_The task_:
Copy out word for word the rows below, beginning with the line that contains "Objective — one dot per instance of the stucco" and continuing through the line that contains "[[127, 216]]". Give only those lines.

_Material provided_:
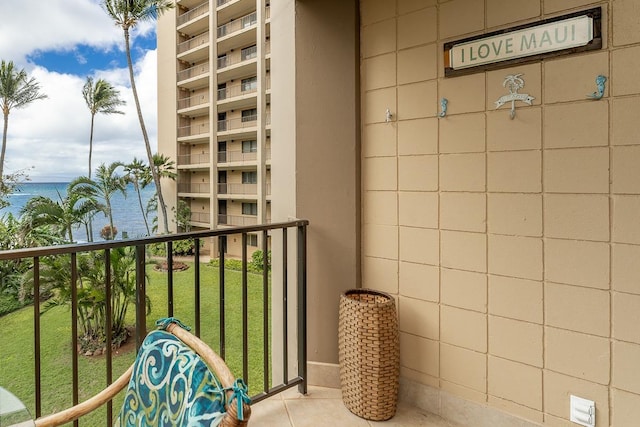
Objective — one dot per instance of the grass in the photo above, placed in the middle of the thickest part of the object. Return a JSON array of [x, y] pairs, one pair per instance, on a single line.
[[16, 338]]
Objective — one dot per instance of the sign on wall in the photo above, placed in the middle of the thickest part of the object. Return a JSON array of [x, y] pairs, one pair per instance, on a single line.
[[566, 34]]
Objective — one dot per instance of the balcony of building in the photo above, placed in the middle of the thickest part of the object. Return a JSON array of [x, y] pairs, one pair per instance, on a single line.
[[232, 9], [194, 133], [78, 379], [240, 62], [194, 20], [193, 49], [240, 127], [194, 189], [194, 76], [200, 219], [237, 32], [188, 4], [236, 220], [239, 95], [194, 105], [194, 161]]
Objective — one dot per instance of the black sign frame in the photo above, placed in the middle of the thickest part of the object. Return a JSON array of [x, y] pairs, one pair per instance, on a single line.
[[595, 44]]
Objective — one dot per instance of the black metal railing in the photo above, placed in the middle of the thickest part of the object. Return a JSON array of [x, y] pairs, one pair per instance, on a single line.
[[289, 256]]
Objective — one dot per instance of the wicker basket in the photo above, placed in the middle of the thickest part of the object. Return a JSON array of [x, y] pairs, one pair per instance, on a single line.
[[369, 353]]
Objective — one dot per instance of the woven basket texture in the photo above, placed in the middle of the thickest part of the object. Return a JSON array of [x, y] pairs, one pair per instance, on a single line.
[[369, 353]]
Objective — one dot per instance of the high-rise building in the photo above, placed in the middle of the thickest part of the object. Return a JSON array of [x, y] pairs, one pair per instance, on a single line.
[[214, 114]]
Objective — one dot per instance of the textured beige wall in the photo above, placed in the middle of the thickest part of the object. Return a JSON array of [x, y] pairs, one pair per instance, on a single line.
[[512, 246], [167, 100]]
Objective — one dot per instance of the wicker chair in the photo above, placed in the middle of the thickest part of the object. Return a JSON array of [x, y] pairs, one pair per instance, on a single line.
[[234, 404]]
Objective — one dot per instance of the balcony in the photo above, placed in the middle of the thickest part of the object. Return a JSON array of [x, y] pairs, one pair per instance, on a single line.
[[242, 123], [237, 220], [323, 407], [77, 379], [194, 49], [236, 190], [194, 77], [194, 20], [193, 161], [198, 189], [238, 96], [239, 32], [237, 157], [194, 106], [201, 219]]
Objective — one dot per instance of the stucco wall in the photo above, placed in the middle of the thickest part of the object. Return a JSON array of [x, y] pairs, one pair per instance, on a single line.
[[512, 246]]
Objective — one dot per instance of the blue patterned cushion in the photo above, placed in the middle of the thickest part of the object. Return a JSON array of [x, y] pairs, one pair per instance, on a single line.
[[171, 386]]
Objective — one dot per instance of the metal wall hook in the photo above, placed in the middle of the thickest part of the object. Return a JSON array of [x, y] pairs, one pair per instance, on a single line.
[[443, 107], [387, 116], [600, 84], [514, 83]]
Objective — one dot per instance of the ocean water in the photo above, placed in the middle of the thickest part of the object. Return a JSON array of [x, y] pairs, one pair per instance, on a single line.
[[127, 216]]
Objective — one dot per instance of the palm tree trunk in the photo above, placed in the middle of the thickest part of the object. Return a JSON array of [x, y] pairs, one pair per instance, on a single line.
[[4, 142], [91, 143], [147, 145], [144, 217], [108, 203]]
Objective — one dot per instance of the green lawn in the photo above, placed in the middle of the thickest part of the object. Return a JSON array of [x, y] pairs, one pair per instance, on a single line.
[[16, 338]]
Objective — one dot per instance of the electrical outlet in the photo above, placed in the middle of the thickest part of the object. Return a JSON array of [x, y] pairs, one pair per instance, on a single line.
[[582, 411]]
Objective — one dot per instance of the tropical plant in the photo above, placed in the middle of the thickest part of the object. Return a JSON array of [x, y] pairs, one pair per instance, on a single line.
[[16, 91], [183, 216], [257, 260], [56, 279], [136, 173], [101, 97], [127, 14], [106, 184], [63, 215], [10, 184], [15, 235]]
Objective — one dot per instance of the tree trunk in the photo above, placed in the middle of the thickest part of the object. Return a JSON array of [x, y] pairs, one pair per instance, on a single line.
[[154, 172], [91, 143], [4, 142], [144, 216]]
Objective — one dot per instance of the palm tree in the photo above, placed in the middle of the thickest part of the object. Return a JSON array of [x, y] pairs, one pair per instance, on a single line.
[[137, 173], [127, 14], [63, 215], [106, 184], [16, 91], [100, 97]]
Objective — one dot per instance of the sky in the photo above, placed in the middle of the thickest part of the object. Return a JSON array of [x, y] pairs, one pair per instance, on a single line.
[[60, 43]]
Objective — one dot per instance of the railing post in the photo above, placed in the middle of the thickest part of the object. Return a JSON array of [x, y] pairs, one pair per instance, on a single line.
[[141, 292], [302, 308]]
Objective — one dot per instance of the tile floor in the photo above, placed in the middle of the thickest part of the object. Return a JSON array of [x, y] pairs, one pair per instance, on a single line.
[[323, 407]]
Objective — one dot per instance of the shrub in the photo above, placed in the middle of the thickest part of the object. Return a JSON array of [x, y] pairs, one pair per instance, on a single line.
[[257, 260], [180, 248]]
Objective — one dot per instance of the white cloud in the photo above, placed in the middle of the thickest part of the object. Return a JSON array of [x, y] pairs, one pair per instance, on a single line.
[[55, 24], [51, 137]]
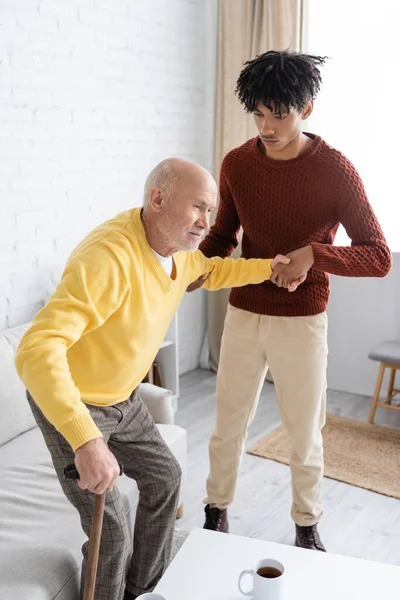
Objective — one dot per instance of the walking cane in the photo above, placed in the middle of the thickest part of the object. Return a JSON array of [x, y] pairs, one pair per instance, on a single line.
[[70, 472]]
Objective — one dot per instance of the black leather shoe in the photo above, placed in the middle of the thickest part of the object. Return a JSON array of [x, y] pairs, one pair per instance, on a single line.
[[308, 537], [216, 519]]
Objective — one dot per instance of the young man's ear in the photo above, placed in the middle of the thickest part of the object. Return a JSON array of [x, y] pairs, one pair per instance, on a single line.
[[308, 110]]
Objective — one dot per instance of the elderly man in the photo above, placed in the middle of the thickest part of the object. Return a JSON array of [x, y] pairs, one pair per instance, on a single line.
[[90, 347]]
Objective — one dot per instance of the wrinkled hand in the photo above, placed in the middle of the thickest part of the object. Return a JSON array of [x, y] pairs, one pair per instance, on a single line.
[[196, 284], [294, 273], [97, 467]]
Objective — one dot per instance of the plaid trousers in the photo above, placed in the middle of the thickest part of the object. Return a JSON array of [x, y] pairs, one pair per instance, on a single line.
[[130, 432]]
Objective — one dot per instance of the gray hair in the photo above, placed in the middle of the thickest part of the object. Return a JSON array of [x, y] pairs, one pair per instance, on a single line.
[[162, 176]]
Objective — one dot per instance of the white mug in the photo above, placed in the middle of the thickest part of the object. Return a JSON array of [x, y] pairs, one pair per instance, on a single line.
[[150, 596], [264, 587]]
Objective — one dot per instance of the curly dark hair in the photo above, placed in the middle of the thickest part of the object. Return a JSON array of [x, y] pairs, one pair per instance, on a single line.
[[280, 79]]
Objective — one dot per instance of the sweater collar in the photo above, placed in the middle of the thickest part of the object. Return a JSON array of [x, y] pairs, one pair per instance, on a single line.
[[298, 160], [148, 252]]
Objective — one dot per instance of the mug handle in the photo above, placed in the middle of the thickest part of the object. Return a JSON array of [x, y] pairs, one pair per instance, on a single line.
[[242, 574]]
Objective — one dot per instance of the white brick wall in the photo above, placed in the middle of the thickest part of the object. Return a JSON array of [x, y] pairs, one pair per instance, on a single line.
[[93, 94]]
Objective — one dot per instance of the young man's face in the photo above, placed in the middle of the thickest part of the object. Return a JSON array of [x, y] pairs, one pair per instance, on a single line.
[[276, 130]]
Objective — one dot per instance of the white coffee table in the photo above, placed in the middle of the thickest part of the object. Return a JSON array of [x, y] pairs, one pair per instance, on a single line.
[[208, 565]]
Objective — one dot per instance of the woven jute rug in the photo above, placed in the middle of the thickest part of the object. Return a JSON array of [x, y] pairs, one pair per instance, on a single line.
[[364, 455]]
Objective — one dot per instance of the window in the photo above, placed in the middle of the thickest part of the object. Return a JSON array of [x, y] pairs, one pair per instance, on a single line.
[[358, 109]]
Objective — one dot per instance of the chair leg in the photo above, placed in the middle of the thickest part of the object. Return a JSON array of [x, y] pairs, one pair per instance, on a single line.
[[375, 399], [391, 386]]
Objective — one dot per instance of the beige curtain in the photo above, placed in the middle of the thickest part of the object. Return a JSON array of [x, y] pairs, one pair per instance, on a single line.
[[245, 28]]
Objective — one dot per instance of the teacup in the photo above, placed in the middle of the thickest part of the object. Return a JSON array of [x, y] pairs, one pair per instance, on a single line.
[[268, 580]]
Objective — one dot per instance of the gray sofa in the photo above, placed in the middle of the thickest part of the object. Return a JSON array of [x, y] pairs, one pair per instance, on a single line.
[[40, 534]]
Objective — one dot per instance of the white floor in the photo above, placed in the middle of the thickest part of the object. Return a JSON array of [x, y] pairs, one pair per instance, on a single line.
[[356, 522]]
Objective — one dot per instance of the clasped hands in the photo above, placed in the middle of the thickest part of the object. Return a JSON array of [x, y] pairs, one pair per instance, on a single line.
[[291, 270]]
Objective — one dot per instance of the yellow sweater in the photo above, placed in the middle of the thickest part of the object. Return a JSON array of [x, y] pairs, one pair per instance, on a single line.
[[98, 334]]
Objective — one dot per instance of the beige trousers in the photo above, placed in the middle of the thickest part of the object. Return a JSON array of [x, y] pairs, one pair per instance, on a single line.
[[295, 349]]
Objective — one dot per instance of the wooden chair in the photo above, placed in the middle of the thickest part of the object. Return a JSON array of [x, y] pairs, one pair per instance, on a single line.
[[388, 354]]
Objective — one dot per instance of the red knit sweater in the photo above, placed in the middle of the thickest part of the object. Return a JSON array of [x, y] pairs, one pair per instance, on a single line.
[[285, 205]]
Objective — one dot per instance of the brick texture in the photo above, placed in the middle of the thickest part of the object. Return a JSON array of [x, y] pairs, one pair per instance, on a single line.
[[93, 95]]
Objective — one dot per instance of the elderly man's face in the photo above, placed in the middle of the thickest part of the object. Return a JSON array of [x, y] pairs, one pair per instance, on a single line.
[[188, 212]]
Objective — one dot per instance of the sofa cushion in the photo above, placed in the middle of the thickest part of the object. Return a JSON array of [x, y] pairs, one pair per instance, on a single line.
[[15, 414], [41, 536]]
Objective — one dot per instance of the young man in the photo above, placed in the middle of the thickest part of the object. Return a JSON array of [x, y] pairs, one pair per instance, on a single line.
[[90, 347], [289, 191]]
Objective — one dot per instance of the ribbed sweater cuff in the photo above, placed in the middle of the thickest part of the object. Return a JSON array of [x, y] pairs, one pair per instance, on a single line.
[[322, 257], [80, 430]]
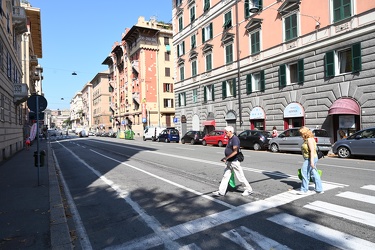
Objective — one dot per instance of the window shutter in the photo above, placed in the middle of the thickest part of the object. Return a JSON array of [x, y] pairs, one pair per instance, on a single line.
[[301, 71], [356, 57], [248, 84], [330, 64], [224, 87], [211, 31], [282, 76], [262, 81], [213, 92]]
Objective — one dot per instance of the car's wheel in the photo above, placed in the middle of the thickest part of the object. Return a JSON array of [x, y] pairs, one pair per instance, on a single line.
[[257, 146], [343, 152], [274, 148]]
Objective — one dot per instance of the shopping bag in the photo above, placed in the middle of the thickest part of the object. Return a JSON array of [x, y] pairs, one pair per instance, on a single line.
[[232, 181], [320, 172]]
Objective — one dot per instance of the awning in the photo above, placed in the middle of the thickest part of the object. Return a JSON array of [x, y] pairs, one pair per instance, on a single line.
[[209, 123], [344, 106]]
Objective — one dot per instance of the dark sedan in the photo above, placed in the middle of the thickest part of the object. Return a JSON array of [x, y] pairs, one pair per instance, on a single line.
[[193, 137], [255, 139]]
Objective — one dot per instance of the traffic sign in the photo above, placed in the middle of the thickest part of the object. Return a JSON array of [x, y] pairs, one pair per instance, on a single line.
[[37, 100]]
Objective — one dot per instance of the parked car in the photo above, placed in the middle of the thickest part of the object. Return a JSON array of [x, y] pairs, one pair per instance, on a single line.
[[255, 139], [169, 134], [152, 133], [359, 143], [193, 137], [215, 137], [291, 140]]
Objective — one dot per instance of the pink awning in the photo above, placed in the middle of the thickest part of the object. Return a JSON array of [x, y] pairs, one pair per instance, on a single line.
[[209, 123], [344, 106]]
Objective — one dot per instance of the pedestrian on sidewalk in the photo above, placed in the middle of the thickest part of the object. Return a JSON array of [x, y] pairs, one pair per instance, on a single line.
[[232, 164]]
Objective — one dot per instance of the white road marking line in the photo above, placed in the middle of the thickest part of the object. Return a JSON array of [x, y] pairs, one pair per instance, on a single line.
[[322, 233], [369, 187], [247, 238], [358, 197], [343, 212]]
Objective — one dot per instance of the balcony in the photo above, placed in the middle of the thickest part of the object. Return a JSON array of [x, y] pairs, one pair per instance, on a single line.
[[34, 60], [20, 93], [19, 19]]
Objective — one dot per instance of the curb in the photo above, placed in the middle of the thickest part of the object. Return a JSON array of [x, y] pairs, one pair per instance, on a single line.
[[59, 230]]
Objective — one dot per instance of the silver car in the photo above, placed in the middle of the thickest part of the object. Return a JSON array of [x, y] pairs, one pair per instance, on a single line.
[[291, 140], [359, 143]]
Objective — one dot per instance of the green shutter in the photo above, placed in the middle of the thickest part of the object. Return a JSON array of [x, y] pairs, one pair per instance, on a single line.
[[224, 89], [301, 71], [282, 76], [262, 81], [356, 57], [248, 84], [330, 64]]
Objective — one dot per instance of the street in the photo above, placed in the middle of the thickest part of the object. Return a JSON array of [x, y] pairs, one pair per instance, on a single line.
[[134, 194]]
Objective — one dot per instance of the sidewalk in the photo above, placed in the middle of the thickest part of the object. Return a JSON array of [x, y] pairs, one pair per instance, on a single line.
[[31, 211]]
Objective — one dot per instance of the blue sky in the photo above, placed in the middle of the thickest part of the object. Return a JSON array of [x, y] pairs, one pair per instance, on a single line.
[[78, 35]]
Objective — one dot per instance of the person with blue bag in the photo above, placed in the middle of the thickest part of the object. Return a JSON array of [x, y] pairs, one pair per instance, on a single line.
[[309, 166]]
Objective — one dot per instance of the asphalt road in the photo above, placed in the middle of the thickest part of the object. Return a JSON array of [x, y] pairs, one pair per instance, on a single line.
[[134, 194]]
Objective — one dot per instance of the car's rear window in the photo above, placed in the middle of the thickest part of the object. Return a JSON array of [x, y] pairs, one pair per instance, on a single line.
[[320, 133]]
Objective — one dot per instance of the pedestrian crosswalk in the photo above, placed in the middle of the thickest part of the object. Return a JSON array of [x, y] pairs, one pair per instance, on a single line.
[[248, 239]]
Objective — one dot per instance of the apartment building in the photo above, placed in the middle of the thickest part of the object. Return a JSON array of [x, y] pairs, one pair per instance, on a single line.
[[20, 46], [284, 63], [141, 77]]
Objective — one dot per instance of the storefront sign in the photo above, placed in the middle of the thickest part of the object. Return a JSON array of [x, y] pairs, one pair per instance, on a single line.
[[257, 113], [294, 110]]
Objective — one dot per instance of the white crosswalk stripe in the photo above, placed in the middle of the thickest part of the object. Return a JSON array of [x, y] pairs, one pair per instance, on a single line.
[[322, 233]]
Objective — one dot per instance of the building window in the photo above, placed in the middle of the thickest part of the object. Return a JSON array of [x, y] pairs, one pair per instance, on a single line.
[[206, 5], [182, 72], [343, 61], [168, 87], [195, 95], [290, 24], [182, 99], [255, 42], [192, 14], [227, 20], [193, 41], [168, 103], [180, 24], [252, 6], [209, 94], [229, 88], [229, 53], [181, 49], [255, 82], [207, 33], [342, 9], [208, 58], [194, 68]]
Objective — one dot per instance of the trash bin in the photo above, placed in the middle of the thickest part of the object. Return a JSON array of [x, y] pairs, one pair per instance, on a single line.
[[129, 134], [42, 154]]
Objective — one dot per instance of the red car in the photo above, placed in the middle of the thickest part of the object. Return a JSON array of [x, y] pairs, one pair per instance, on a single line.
[[215, 137]]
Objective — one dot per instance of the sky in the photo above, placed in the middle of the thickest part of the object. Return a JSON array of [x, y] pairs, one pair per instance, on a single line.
[[78, 35]]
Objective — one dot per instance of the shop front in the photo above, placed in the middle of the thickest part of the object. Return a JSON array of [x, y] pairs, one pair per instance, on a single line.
[[294, 116], [257, 118], [345, 117]]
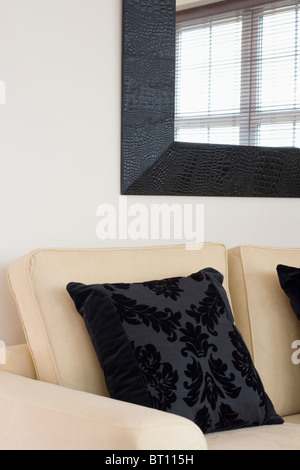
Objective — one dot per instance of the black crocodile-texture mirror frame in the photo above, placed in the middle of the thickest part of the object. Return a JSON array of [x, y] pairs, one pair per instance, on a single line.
[[152, 162]]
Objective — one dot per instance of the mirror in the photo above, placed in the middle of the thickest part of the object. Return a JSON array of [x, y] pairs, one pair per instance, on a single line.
[[152, 162]]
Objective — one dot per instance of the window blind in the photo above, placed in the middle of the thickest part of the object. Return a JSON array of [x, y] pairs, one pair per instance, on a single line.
[[238, 77]]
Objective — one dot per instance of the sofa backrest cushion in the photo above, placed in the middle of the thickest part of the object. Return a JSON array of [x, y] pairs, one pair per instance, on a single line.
[[266, 320], [60, 346]]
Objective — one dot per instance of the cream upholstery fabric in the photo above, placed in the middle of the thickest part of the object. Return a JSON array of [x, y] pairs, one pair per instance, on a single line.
[[285, 436], [60, 346], [18, 361], [269, 326], [39, 416]]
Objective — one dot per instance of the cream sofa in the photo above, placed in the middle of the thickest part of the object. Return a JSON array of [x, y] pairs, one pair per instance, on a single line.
[[52, 390]]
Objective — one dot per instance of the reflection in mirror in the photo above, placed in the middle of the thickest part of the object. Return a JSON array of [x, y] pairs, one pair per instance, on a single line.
[[237, 74], [154, 162]]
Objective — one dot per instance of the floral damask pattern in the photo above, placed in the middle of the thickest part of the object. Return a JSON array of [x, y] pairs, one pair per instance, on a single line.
[[190, 359]]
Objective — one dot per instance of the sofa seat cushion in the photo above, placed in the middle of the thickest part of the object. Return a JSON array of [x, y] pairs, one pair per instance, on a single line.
[[284, 437], [60, 346], [171, 344]]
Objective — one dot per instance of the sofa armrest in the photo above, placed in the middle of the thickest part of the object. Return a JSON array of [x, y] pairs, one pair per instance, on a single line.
[[41, 416], [18, 361]]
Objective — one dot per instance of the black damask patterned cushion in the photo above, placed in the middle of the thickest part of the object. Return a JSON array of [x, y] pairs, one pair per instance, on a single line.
[[172, 345], [289, 278]]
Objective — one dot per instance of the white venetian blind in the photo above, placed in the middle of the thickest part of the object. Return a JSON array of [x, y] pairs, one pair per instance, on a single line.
[[238, 77]]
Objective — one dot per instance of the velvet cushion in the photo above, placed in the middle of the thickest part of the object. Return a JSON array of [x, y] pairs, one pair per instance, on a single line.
[[289, 278], [172, 344]]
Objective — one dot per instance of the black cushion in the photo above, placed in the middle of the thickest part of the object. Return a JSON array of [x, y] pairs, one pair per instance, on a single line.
[[289, 278], [172, 345]]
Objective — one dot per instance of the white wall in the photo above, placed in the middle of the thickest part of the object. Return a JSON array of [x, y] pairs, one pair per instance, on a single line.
[[60, 141]]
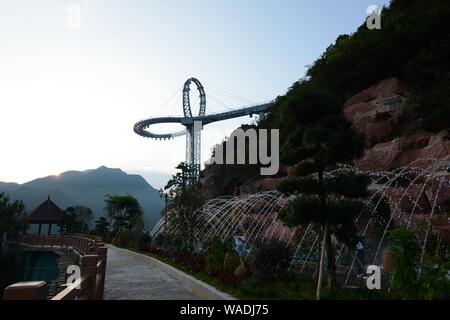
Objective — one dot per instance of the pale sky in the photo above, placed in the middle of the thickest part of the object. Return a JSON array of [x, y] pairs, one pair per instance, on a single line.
[[70, 93]]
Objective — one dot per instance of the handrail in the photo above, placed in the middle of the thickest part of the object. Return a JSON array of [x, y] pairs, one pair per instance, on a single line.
[[92, 252]]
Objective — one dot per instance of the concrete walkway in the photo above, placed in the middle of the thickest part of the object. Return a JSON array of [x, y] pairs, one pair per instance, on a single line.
[[131, 276]]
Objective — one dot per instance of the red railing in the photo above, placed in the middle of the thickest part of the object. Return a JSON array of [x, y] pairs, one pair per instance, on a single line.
[[90, 286]]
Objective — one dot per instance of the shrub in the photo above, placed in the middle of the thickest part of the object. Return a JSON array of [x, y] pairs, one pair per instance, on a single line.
[[215, 254], [144, 242], [270, 259], [231, 262]]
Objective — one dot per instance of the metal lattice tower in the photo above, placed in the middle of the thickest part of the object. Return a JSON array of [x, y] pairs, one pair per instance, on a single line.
[[194, 125]]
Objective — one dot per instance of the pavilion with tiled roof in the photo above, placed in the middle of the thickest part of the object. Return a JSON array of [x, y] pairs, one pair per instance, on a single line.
[[46, 213]]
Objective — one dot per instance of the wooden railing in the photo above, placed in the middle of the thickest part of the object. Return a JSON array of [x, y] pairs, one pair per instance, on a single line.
[[89, 286]]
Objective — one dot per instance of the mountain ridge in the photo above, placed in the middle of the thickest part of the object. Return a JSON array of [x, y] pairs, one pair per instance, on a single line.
[[88, 188]]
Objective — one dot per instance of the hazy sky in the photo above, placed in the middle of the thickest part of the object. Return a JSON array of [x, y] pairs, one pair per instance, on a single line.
[[70, 93]]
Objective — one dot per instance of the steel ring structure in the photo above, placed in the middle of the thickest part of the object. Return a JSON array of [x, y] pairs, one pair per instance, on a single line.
[[194, 124]]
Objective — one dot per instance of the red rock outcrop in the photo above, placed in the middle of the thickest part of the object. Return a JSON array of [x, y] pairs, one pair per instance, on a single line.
[[376, 111], [406, 150]]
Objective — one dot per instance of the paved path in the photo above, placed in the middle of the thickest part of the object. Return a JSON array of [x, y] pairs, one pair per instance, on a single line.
[[131, 276]]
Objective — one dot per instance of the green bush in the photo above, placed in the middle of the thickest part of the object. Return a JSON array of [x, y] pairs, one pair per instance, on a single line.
[[215, 254], [269, 259], [231, 262]]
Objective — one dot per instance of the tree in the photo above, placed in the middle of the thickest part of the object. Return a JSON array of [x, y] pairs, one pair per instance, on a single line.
[[75, 220], [12, 218], [101, 227], [126, 213], [317, 138], [186, 215]]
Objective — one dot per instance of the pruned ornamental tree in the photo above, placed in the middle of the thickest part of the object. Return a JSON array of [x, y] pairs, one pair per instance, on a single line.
[[75, 220], [318, 139], [12, 218], [185, 217], [126, 213]]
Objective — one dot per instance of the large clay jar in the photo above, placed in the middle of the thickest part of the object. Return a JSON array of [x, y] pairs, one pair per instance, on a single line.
[[388, 260]]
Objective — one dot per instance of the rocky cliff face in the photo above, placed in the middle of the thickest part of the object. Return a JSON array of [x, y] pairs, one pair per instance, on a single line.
[[384, 114]]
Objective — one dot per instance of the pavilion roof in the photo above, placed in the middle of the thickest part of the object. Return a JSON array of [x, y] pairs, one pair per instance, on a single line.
[[45, 212]]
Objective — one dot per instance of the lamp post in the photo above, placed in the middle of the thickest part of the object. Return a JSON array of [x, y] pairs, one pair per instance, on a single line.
[[165, 196]]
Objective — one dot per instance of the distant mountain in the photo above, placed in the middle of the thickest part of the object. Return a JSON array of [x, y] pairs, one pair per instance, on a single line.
[[88, 188]]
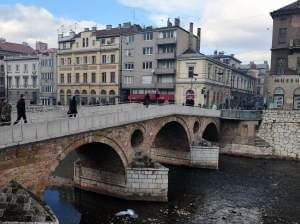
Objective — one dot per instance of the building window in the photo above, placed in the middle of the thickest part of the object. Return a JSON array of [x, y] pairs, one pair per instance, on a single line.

_Output for this task_:
Objective — one dot per instance of the stucco wall in the photo above, placed in the middle of the thickest part of the object. Return a JSON array of [x, y] pairs, one pair per instance, on a single line.
[[512, 246]]
Objective — one dot per instance of the blue patterned cushion in the photo above, placed in the middle of the thickest part of the object. Return a JSON array of [x, y] pairs, one pair per instance, on a single line.
[[171, 386]]
Objective — one dot per instance of the metal wall hook in the photo above, placed in the middle of the thickest part of the object. Return a JSON array of [x, y] pairs, one pair per instance, on a single line.
[[443, 107], [387, 116], [600, 84], [514, 83]]
Objective — one dot per instance of the ocean water in the photo above, placed in the middle of the thickest part of the object. Return a JSON array of [x, y] pairs, one pair per instance, on a single line.
[[127, 216]]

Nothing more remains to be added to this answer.